__TASK TO COMPLETE__:
Reproduce the data exactly.

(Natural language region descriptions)

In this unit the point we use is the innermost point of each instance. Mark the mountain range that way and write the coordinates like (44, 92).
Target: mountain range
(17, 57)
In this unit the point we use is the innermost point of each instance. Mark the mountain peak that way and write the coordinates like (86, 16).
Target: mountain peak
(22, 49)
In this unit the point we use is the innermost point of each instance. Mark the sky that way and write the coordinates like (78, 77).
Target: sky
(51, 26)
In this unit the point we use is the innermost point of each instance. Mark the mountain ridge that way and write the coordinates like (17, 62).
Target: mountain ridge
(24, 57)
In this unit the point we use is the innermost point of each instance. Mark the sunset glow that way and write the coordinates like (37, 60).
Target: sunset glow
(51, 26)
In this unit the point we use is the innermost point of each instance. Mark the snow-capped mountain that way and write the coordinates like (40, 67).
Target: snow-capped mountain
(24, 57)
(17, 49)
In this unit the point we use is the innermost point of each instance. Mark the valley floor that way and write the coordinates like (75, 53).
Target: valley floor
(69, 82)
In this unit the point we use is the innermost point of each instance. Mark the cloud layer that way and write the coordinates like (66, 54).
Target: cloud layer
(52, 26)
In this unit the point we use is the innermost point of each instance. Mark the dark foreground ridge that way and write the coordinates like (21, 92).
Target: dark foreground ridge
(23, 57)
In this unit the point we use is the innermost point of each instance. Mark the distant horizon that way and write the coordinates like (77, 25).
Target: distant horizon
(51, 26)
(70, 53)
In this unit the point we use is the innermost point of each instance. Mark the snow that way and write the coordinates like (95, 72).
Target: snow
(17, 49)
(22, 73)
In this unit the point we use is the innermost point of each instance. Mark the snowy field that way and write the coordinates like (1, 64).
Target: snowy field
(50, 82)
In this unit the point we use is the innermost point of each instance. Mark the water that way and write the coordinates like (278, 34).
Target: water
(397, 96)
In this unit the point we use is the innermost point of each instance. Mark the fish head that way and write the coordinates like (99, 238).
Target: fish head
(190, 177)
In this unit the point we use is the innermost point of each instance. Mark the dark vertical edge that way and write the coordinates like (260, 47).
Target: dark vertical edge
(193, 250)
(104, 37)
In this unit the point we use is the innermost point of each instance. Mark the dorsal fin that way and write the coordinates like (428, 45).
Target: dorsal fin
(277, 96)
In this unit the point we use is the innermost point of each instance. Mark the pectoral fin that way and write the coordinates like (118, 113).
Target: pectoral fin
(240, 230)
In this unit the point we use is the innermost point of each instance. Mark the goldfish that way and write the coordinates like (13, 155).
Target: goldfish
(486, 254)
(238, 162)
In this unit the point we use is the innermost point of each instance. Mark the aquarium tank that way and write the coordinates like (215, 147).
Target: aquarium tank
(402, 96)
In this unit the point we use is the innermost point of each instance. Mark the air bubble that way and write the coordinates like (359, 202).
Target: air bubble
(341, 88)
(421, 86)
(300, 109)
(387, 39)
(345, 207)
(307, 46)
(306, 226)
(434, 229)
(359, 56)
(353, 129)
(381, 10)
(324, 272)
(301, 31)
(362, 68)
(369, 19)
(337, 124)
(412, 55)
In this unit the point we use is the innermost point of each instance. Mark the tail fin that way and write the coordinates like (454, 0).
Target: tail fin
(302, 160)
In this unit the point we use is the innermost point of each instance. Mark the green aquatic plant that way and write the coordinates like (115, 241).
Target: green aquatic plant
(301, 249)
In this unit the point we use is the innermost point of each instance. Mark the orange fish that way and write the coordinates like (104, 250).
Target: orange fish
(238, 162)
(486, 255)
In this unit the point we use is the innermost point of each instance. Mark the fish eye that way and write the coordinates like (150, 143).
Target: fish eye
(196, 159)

__WORKED SOLUTION__:
In this unit the point we use is the innermost point of each instance. Mark the mountain range that way and write the coordinates like (44, 92).
Target: mountain range
(17, 57)
In this unit the point we use is the innermost point of each instance. Mark the mountain peak that way and write the coordinates like (86, 16).
Target: mountain peak
(22, 49)
In this unit the point we use is the innermost point of each instance. Mark the sky that way and write the coordinates like (78, 77).
Target: sky
(51, 26)
In this unit the point we use is the innermost point of each instance. Mark the mountain ridge that way and write the coordinates like (17, 62).
Target: mountain ridge
(24, 57)
In this unit the point we use is the innermost point of each instance. Mark the sunset glow that way and write the coordinates like (37, 60).
Target: sunset glow
(51, 26)
In this unit the point we use is the innermost point of each instance. Mark the snow-capped mountain that way and write the coordinates like (40, 67).
Target: snow-capped mountain
(24, 57)
(17, 49)
In this unit the point we use is the innermost point of each instance. Mark the valley floor that way and write the coordinates like (75, 53).
Target: valley floor
(69, 82)
In this unit the point we use is the innermost point of each instance. Mark the cloud layer that way and write the coordinates like (66, 54).
Target: cloud layer
(52, 26)
In this unit the point we use is the innermost point of each instance. Mark the dark foreground ridge that way and write the coordinates like (21, 92).
Target: dark foreground ridge
(23, 57)
In this unit the point we use is the innermost point of each instance. Mark the distant horizon that way and write the coordinates like (77, 25).
Target: distant horizon
(51, 26)
(70, 53)
In this unit the point we use is the innermost point of each instance. Mark the snow that way and write the coordinates like (95, 72).
Target: snow
(17, 49)
(22, 73)
In this unit the point we use is the innermost point of each instance. Mark the snowy field that way and write the coordinates like (1, 64).
Target: snowy field
(50, 82)
In this unit the point we use is the innermost point of each instance. Mark the water that way and write the coordinates like (278, 34).
Target: water
(397, 96)
In this unit the point we use is the innermost point of each instance. Mark the fish head that way and write the coordinates like (99, 238).
Target: fish head
(190, 177)
In this unit the point we use is the innermost point of each instance. Mark the dark vertical edge that way and write the coordinates like (260, 47).
Target: dark vertical edge
(193, 250)
(104, 37)
In this unit the point we use is the innermost point of each instance. Mark the dorsal fin that way and write the coordinates like (428, 45).
Target: dorsal fin
(277, 96)
In this unit the point we use is the innermost point of each instance. Mark the pectoral fin that way and write the coordinates like (118, 113).
Target: pectoral fin
(240, 230)
In this unit the point we use is the innermost point of each instance. Mark the goldfish that way and write the coordinates like (13, 155).
Target: goldfish
(486, 254)
(238, 162)
In this unit the point we use is the innermost point of each instance. Mark the aquarium tank that way and write the coordinates like (215, 147).
Target: aquarium tank
(402, 96)
In this unit the point we use is the innermost point of each instance. Mark the air bubble that way and write the coordinates like (359, 202).
Target: air bubble
(341, 88)
(421, 86)
(300, 109)
(387, 39)
(345, 207)
(307, 46)
(306, 226)
(434, 229)
(359, 56)
(353, 129)
(381, 10)
(324, 272)
(301, 31)
(362, 68)
(369, 19)
(337, 124)
(412, 55)
In this unit the point we use is the innermost point of each instance. Mark the tail fin that way and write the coordinates like (454, 0).
Target: tail fin
(302, 160)
In this unit the point we use is the innermost point of each instance. Mark the green aquatic plant that way and write the coordinates like (115, 241).
Target: green aquatic plant
(301, 249)
In this unit the point we use is the innermost point of each instance. Mark the orange fish that way and write the coordinates like (104, 250).
Target: orange fish
(238, 162)
(486, 255)
In this unit the point we use is the innermost point of each instance. Mark the fish eye that way and write the coordinates like (150, 143).
Target: fish eye
(196, 159)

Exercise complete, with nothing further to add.